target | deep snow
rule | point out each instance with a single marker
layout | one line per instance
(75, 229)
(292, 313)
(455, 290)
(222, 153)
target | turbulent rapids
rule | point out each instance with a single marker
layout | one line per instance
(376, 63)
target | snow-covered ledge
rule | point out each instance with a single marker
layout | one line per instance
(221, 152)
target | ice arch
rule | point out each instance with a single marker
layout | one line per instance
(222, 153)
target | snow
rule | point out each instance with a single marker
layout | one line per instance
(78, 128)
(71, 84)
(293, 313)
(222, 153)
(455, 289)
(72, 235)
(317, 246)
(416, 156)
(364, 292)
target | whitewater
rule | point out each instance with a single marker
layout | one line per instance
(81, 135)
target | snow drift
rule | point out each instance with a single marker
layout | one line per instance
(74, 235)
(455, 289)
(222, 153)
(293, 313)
---
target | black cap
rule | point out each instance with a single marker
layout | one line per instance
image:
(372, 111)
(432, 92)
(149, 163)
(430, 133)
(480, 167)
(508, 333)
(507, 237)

_EXERCISE_:
Which lines of the data contain the string "target", matching case exactly? List each of those lines in full.

_TASK ANSWER_:
target | deep snow
target | turbulent rapids
target | snow-covered ledge
target | ice arch
target | snow
target | whitewater
target | snow drift
target | black cap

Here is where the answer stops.